----- MATERIAL FOR THIS EXERCISE

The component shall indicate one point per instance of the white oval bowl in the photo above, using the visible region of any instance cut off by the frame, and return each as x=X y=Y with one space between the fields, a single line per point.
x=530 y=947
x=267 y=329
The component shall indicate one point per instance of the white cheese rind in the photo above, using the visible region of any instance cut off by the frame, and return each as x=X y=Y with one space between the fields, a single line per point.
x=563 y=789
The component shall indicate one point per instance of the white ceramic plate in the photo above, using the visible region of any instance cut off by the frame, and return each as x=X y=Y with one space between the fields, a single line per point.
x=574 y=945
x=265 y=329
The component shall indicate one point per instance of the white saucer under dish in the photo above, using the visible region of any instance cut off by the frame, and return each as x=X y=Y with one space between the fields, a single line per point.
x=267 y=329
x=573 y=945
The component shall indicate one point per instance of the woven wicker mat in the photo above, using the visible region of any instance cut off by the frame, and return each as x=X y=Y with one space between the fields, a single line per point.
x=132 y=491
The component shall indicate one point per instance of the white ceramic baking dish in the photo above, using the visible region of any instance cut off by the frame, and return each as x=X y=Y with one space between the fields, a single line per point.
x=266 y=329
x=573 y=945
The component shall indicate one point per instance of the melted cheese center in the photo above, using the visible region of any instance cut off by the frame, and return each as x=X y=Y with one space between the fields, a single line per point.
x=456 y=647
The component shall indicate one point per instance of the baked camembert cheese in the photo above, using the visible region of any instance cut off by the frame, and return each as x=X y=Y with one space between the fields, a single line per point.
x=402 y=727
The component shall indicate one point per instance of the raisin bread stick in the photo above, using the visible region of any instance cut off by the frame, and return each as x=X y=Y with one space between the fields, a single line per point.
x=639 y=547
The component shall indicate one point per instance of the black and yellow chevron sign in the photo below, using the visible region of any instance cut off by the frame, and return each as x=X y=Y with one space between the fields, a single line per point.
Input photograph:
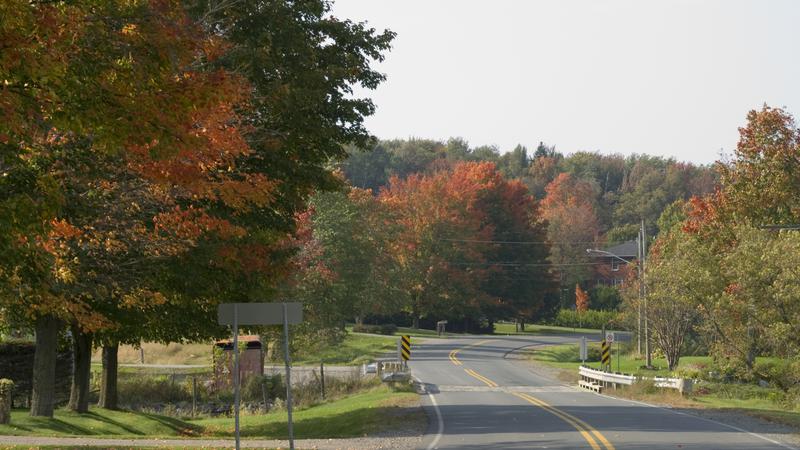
x=405 y=347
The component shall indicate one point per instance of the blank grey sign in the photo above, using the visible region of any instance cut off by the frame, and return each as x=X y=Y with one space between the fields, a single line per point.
x=260 y=313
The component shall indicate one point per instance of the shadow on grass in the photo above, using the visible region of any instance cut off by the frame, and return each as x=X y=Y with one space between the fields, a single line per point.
x=405 y=421
x=180 y=427
x=40 y=425
x=113 y=422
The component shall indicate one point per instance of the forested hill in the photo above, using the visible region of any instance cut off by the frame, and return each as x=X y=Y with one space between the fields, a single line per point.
x=621 y=190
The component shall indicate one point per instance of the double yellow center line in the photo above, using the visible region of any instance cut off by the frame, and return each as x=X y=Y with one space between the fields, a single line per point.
x=480 y=377
x=454 y=359
x=589 y=433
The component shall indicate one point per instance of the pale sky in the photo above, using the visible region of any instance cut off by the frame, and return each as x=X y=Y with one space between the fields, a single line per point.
x=672 y=78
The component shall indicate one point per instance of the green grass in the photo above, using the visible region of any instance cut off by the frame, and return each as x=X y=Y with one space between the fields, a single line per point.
x=355 y=349
x=359 y=415
x=105 y=447
x=356 y=415
x=747 y=399
x=510 y=328
x=566 y=357
x=98 y=422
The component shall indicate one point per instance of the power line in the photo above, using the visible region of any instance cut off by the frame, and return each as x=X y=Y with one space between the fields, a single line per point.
x=513 y=264
x=478 y=241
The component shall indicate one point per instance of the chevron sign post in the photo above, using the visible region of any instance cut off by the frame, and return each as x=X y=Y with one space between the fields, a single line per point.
x=405 y=347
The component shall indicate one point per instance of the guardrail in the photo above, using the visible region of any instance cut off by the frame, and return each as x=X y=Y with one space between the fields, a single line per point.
x=597 y=380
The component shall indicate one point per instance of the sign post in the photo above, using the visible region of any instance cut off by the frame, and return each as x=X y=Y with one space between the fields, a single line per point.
x=609 y=341
x=236 y=314
x=288 y=376
x=584 y=350
x=405 y=348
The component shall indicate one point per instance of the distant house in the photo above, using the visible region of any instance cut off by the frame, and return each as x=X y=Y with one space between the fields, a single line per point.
x=613 y=271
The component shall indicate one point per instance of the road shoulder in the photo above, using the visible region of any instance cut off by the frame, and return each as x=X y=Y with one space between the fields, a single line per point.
x=780 y=433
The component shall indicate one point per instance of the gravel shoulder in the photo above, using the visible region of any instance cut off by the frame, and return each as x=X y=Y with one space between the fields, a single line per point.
x=787 y=435
x=398 y=442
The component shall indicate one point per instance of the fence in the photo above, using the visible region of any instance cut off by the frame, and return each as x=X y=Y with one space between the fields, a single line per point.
x=597 y=380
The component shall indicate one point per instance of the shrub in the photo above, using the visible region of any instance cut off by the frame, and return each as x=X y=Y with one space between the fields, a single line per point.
x=782 y=373
x=587 y=319
x=387 y=329
x=140 y=390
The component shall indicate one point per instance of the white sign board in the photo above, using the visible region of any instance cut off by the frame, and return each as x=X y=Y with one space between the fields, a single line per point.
x=238 y=314
x=259 y=313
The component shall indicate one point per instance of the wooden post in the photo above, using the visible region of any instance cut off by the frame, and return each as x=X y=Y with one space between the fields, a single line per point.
x=194 y=395
x=264 y=393
x=6 y=392
x=322 y=377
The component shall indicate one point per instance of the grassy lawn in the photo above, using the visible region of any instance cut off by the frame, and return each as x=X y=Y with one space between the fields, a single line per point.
x=193 y=354
x=106 y=447
x=510 y=328
x=355 y=349
x=566 y=357
x=356 y=415
x=734 y=397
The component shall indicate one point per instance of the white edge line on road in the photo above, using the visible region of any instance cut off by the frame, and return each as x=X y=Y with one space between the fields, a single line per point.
x=440 y=421
x=741 y=430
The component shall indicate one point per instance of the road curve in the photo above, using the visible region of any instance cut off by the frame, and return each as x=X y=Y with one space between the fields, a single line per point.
x=478 y=398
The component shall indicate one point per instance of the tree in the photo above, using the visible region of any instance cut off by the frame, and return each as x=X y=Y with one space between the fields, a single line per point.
x=165 y=97
x=571 y=226
x=72 y=79
x=762 y=183
x=452 y=254
x=682 y=279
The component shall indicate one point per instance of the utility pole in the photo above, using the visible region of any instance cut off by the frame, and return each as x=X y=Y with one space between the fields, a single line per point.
x=639 y=277
x=648 y=355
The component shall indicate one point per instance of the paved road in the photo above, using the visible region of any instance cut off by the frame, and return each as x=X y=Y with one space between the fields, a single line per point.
x=485 y=400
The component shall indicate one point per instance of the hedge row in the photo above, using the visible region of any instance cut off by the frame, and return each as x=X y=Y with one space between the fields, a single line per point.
x=586 y=319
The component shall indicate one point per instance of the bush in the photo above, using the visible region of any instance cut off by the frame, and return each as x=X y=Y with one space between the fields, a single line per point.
x=783 y=374
x=605 y=298
x=142 y=390
x=387 y=329
x=587 y=319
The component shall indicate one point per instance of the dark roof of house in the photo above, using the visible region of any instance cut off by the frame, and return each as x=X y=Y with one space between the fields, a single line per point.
x=625 y=250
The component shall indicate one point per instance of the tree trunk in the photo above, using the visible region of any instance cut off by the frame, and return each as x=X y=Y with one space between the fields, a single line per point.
x=44 y=366
x=81 y=366
x=108 y=383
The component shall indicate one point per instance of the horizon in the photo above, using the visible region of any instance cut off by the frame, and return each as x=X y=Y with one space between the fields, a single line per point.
x=672 y=79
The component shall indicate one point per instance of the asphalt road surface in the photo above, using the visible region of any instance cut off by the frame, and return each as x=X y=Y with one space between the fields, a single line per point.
x=478 y=398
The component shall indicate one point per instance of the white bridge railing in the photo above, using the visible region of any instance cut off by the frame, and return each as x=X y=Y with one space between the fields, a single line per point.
x=597 y=380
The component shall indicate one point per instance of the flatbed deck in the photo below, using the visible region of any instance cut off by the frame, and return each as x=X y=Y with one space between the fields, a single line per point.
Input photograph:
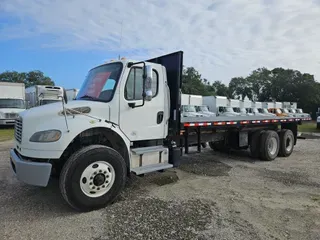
x=237 y=120
x=193 y=129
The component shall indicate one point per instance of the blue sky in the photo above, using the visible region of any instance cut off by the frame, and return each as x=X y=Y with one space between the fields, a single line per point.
x=220 y=38
x=67 y=68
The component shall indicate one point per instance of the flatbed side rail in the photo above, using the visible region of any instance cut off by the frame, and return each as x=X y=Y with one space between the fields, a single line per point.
x=195 y=128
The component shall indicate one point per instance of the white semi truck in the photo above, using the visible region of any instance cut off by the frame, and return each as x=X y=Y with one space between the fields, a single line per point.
x=11 y=102
x=126 y=119
x=39 y=95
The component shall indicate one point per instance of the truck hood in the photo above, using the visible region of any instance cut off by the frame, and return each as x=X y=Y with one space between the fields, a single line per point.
x=41 y=113
x=11 y=110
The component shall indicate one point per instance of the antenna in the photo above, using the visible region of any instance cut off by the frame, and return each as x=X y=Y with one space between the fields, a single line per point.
x=120 y=37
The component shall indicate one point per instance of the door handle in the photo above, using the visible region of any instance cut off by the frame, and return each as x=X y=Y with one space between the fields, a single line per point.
x=159 y=117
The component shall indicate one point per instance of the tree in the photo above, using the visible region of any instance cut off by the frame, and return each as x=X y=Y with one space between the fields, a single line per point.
x=35 y=77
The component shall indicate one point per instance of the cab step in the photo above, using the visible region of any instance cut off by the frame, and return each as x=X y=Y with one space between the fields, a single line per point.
x=151 y=168
x=151 y=149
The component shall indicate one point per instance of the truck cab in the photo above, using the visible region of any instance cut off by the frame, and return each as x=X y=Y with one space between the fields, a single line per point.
x=12 y=102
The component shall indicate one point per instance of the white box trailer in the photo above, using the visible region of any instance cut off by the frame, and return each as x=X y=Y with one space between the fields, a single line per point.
x=219 y=105
x=72 y=93
x=257 y=105
x=215 y=102
x=268 y=105
x=38 y=95
x=195 y=100
x=12 y=102
x=278 y=105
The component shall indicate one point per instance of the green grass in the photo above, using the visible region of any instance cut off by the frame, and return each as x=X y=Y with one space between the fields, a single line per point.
x=308 y=127
x=6 y=134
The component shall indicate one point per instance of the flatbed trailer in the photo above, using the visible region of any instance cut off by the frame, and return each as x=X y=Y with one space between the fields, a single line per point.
x=198 y=131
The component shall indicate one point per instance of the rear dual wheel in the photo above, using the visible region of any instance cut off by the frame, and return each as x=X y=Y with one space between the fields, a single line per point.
x=268 y=144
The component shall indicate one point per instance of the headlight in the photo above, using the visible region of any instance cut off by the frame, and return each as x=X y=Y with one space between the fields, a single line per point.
x=46 y=136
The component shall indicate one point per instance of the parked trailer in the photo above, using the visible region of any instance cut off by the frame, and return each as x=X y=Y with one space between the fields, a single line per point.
x=219 y=105
x=72 y=93
x=96 y=141
x=11 y=102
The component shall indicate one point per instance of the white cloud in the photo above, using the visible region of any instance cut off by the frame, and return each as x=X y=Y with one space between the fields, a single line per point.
x=221 y=38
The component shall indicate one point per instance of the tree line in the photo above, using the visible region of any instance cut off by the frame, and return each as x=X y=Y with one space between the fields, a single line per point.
x=31 y=78
x=262 y=84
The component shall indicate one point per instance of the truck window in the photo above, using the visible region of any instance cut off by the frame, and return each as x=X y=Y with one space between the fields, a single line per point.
x=100 y=83
x=133 y=88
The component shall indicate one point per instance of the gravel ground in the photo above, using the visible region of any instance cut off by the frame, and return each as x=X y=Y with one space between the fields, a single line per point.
x=211 y=196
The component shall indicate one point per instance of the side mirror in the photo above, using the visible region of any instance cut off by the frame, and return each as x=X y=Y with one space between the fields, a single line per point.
x=148 y=82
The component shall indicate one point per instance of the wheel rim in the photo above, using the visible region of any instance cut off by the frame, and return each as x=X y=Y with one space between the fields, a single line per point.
x=97 y=179
x=289 y=143
x=272 y=146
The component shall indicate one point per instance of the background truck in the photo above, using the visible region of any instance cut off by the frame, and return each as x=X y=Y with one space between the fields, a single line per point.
x=126 y=119
x=219 y=105
x=38 y=95
x=197 y=102
x=244 y=106
x=11 y=102
x=72 y=93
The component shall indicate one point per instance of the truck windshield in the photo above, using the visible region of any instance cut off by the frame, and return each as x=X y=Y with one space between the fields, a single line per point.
x=203 y=108
x=189 y=108
x=255 y=110
x=243 y=110
x=229 y=109
x=100 y=83
x=12 y=103
x=47 y=101
x=235 y=109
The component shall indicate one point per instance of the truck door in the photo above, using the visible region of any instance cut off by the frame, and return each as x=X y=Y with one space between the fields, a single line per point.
x=146 y=122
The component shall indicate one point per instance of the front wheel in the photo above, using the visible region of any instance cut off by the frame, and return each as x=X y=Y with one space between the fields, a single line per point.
x=92 y=177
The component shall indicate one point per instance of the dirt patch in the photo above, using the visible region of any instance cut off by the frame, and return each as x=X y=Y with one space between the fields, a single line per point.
x=152 y=218
x=289 y=178
x=204 y=164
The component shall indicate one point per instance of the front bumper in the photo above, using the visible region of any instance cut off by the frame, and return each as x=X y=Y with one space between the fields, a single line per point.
x=32 y=173
x=7 y=122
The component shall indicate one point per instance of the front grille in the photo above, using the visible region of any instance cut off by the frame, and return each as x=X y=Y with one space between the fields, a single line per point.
x=11 y=115
x=18 y=129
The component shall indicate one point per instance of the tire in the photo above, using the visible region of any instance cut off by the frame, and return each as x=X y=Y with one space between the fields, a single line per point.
x=286 y=143
x=108 y=180
x=255 y=144
x=204 y=145
x=269 y=145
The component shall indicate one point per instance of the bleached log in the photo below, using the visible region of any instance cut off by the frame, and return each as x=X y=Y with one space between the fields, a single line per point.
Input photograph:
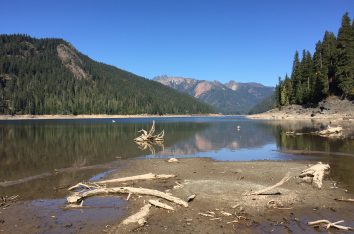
x=149 y=136
x=263 y=191
x=161 y=205
x=343 y=199
x=148 y=176
x=87 y=186
x=139 y=217
x=191 y=197
x=77 y=197
x=97 y=184
x=316 y=172
x=330 y=224
x=331 y=131
x=173 y=160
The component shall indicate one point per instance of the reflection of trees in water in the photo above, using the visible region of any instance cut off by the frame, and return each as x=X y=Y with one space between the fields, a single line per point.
x=341 y=166
x=308 y=141
x=34 y=148
x=221 y=135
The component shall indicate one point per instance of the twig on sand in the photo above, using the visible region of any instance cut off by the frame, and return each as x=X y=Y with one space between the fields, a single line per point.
x=139 y=217
x=161 y=205
x=265 y=190
x=343 y=199
x=329 y=224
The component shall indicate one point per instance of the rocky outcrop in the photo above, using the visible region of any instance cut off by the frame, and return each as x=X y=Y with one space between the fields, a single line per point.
x=71 y=61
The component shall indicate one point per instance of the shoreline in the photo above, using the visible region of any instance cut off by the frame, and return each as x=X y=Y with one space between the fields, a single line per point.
x=101 y=116
x=220 y=187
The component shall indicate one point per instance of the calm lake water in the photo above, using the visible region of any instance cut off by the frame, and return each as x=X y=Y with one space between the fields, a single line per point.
x=39 y=154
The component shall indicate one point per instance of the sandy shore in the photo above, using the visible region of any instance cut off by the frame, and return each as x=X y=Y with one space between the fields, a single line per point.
x=28 y=117
x=221 y=189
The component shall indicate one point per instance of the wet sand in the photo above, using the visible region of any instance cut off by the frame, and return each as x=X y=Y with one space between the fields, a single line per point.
x=219 y=186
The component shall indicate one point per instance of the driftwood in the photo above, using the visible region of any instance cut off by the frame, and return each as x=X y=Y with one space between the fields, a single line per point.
x=139 y=217
x=77 y=197
x=173 y=160
x=315 y=174
x=191 y=197
x=265 y=190
x=149 y=136
x=331 y=132
x=329 y=224
x=148 y=176
x=5 y=200
x=343 y=199
x=98 y=184
x=161 y=205
x=144 y=145
x=24 y=180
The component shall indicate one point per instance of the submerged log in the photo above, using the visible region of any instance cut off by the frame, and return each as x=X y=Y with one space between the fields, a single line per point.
x=315 y=174
x=149 y=136
x=77 y=197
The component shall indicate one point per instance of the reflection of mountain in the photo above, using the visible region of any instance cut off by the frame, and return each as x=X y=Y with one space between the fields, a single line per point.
x=28 y=149
x=221 y=135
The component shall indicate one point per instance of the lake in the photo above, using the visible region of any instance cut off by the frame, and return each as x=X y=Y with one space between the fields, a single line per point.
x=39 y=154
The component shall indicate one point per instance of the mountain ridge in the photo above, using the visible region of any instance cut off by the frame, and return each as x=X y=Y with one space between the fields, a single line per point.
x=228 y=98
x=50 y=76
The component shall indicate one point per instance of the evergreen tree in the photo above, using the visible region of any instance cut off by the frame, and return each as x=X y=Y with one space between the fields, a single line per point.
x=330 y=71
x=345 y=64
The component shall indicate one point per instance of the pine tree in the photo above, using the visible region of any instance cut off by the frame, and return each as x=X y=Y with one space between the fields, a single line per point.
x=345 y=65
x=296 y=78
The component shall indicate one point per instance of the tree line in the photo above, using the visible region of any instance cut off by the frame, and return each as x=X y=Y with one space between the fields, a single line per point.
x=329 y=71
x=33 y=80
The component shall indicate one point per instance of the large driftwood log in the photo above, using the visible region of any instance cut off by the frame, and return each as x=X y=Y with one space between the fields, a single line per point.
x=329 y=224
x=315 y=174
x=148 y=176
x=331 y=132
x=149 y=136
x=265 y=190
x=161 y=205
x=139 y=217
x=77 y=197
x=97 y=184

----------

:: SET TASK ::
Copy out word for word the lines of the entries above, starting at the first line and ending with the line that contains "x=402 y=727", including both of those lines.

:: TASK OUTPUT ::
The component shall indicate one point per instance of the white oval bowl in the photo above, using the visible region of any instance cut off by the frame, and return each as x=X y=Y with one space between the fields, a single line per point.
x=530 y=947
x=267 y=329
The component shall indicate one point per instance of the white cheese rind in the photo above, using the visible region of any instance cut off by the frame, and return each as x=X y=Y with one space between the fields, a single line per point.
x=563 y=789
The component shall indicate one point per instance of the white ceramic plate in the photo above, using the visible region of any instance cut off by the frame, and return each as x=X y=Y with one space between the fields, a single line per point.
x=574 y=945
x=265 y=329
The component shall indicate one point per instance of the white saucer under dish in the photo above, using the visible region of any instance cut off by the frame, and return each as x=X y=Y with one space between the fields, a single line per point.
x=267 y=329
x=573 y=945
The component shall indicate one point per instance of the woven wicker mat in the photo above, using the visible region of any instance cut off by the frame, and return each as x=X y=Y with one space between the fields, a single line per point.
x=132 y=491
The component shall indicate one point per instance of the white ceramic baking dish in the photo above, using the visible region of any instance cut off by the frame, and return each as x=X y=Y with one space between the fields, a single line per point.
x=266 y=329
x=573 y=945
The component shall indicate one point per instance of the melted cheese center in the photo above, using the visible region of any instance cut off by the frame, and return each as x=X y=Y with one space between the fields, a single line per point.
x=456 y=647
The component shall indicate one point per instance of the baked camembert cheese in the photo above, using the visible region of any instance cut off by the frame, and return each as x=X y=Y with one space between the fields, a single line per point.
x=402 y=727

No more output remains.